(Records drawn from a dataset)
-*-*-

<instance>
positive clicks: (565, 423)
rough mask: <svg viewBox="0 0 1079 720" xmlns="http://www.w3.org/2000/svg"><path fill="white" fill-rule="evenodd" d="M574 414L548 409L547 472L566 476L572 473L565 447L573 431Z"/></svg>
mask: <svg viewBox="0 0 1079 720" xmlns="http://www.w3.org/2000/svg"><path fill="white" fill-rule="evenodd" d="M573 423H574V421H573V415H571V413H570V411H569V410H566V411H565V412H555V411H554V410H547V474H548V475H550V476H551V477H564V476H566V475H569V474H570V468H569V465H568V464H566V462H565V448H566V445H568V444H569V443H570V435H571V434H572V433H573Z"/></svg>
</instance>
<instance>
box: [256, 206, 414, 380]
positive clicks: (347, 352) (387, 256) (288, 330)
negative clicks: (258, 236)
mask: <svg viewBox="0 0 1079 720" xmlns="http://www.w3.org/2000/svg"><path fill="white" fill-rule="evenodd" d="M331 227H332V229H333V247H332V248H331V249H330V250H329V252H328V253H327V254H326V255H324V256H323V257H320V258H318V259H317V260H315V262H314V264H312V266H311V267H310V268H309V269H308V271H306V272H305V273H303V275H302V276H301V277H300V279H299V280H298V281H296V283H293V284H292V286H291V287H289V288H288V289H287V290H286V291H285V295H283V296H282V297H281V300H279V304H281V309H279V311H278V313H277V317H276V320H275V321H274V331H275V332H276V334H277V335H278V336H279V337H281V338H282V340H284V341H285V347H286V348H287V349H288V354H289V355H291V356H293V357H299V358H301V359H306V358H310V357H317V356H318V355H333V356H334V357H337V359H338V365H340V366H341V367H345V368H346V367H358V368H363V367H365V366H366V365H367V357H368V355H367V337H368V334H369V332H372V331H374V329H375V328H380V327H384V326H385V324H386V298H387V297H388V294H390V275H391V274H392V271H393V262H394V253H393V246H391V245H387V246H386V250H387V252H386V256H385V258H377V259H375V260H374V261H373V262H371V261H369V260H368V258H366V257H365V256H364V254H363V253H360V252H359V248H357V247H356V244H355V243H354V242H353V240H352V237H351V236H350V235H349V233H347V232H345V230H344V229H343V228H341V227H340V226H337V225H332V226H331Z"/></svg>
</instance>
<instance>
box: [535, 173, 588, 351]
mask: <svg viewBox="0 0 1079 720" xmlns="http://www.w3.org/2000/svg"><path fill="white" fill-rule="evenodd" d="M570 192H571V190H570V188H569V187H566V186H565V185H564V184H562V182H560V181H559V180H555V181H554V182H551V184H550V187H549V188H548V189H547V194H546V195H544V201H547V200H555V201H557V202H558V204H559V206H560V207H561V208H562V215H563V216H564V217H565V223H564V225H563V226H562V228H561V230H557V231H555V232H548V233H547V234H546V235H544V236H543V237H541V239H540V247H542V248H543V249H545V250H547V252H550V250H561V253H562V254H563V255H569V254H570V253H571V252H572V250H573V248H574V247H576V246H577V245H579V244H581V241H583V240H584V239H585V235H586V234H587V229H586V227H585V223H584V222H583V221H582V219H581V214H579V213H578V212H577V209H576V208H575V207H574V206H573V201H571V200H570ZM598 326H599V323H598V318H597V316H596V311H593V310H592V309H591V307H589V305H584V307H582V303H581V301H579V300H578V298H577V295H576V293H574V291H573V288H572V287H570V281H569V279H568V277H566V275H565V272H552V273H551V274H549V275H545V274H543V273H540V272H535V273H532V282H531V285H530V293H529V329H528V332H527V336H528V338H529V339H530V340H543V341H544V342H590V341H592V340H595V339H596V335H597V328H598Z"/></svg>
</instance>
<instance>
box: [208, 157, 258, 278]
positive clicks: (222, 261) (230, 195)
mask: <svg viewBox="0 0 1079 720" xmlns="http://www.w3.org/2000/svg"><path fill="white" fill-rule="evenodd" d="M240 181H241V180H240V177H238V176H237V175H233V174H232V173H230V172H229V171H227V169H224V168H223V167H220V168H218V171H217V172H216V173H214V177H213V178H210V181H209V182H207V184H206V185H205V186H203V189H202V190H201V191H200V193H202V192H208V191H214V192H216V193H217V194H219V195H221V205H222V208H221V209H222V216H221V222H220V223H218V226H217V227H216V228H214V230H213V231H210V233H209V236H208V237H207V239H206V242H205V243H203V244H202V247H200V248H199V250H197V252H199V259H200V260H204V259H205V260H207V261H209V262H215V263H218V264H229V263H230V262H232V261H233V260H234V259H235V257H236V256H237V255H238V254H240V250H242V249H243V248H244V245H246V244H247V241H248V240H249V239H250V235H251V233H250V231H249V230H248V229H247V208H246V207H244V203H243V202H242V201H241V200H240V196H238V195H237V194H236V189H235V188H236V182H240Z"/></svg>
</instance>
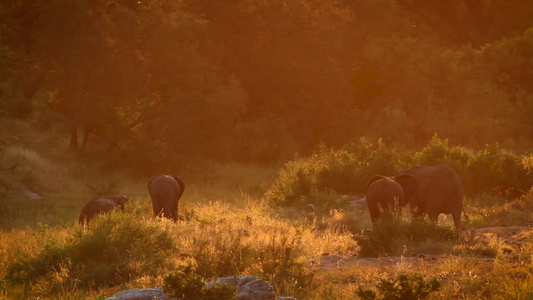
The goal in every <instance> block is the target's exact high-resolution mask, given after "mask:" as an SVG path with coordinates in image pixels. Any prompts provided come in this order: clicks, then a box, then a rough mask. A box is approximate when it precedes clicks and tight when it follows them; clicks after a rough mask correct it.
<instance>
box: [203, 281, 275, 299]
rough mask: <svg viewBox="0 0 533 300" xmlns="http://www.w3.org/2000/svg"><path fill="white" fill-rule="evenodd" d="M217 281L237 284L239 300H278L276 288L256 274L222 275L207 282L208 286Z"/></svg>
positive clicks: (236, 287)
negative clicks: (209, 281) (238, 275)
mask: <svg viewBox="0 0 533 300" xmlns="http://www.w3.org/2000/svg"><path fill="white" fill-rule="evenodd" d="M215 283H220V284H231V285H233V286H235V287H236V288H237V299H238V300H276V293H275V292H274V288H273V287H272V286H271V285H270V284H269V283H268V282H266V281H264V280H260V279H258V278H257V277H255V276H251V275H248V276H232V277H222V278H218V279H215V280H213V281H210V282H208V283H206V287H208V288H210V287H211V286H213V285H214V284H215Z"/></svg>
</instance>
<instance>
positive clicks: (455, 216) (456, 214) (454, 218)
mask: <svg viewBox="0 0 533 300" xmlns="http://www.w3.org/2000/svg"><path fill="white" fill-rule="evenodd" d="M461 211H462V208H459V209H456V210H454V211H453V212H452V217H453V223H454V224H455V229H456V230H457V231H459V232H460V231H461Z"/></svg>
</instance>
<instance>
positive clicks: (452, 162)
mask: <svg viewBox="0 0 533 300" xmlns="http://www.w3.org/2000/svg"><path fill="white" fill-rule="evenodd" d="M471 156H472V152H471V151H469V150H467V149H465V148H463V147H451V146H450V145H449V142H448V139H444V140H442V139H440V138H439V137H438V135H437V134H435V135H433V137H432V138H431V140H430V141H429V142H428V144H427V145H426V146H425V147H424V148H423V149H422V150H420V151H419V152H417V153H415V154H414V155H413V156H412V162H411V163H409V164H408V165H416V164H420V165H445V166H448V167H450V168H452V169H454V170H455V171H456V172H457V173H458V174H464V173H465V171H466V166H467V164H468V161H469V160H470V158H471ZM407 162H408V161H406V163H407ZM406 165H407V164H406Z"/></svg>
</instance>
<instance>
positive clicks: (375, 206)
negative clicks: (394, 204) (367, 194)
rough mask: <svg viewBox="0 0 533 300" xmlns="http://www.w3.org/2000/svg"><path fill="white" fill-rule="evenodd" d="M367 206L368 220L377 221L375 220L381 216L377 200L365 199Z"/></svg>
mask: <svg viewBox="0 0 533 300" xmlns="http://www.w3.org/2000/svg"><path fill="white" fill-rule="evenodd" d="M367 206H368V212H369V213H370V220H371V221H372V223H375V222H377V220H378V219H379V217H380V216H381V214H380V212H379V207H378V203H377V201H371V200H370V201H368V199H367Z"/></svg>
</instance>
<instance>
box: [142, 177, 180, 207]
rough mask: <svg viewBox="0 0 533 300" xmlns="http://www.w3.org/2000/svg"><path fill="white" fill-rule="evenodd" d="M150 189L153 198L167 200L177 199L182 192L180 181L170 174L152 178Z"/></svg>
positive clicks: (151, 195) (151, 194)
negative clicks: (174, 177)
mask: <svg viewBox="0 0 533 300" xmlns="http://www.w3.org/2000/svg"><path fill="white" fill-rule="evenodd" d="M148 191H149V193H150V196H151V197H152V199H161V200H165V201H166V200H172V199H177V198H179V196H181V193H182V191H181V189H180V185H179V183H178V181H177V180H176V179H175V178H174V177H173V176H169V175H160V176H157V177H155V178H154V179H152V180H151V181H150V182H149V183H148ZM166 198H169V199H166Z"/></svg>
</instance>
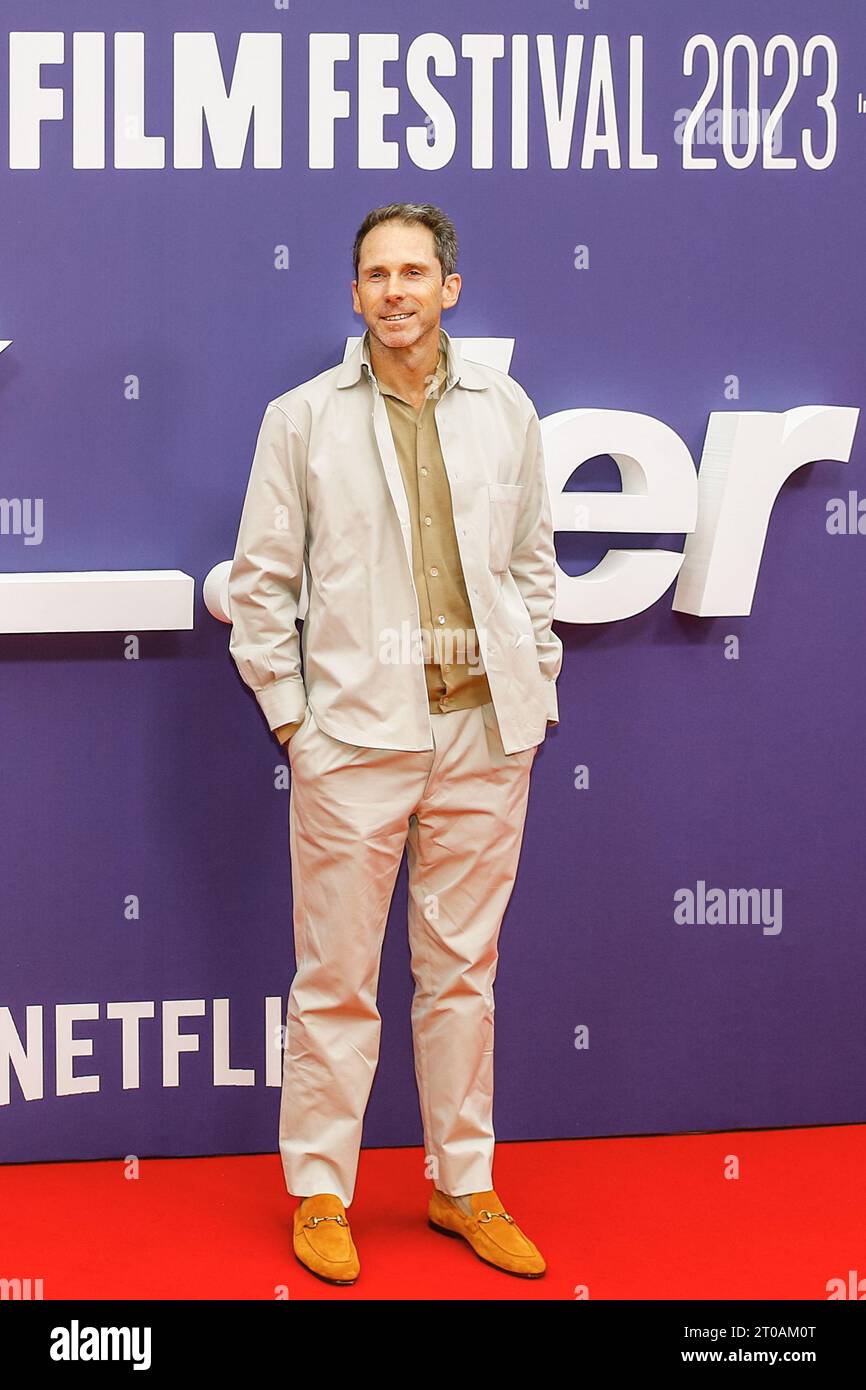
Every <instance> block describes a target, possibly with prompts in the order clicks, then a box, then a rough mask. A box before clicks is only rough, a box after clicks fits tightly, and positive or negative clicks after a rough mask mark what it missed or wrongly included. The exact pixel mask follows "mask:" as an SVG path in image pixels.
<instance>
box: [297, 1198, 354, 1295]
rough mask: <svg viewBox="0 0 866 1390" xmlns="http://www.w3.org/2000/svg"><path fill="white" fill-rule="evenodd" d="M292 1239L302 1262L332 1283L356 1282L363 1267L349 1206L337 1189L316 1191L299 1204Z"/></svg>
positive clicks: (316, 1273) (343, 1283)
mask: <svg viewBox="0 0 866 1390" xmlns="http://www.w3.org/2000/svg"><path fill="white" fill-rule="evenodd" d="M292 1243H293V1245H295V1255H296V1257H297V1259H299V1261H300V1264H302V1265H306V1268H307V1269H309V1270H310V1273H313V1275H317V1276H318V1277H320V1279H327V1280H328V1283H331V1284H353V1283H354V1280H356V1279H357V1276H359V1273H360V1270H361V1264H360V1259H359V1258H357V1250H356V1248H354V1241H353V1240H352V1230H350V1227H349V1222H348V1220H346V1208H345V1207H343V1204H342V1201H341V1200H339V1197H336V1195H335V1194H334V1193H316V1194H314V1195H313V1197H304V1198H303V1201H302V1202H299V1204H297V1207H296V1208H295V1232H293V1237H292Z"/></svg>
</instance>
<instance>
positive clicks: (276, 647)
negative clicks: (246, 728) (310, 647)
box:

-*-*-

Goal of the exercise: Report all lines in the records that include the string "follows".

Task solution:
The goal in every <instance> block is the target's exact high-resolution mask, given after "mask:" as an SVG path with coordinates in image pixels. Any prompts provided come in this order: clicks, then a box, then a rough mask. A box is approximate when it precedes clicks and tight when it follows them; clicks after a rough mask correct it.
Every <instance> block describes a target, possibly with prompts in the order clicks, then a box, then a rough mask. A box before clicks is only rough, a box after clicks fits tightly, and positive or negative clicks after a rough mask mark what it missed or wrongly included. The exact pixel mask follows "mask:" as an SVG path in image pixels.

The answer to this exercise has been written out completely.